[DATASET RECORDS]

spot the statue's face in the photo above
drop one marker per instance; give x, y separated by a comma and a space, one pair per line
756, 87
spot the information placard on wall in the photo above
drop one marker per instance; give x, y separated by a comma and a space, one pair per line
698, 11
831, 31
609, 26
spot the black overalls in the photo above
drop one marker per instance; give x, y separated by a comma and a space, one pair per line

[/DATASET RECORDS]

All records are to be retyped exactly. None may be omitted.

spot the statue's face in the photo above
drop one marker per instance; give x, y separated by a comma and a space, one pair per line
756, 87
spot the information placard on wall in the photo above
drop one marker per instance; give x, y separated by a comma and a space, one pair per line
698, 11
831, 31
609, 26
spot the black overalls in the photo above
drop one marker per instance; give x, y separated by a comma and a space, one pair per line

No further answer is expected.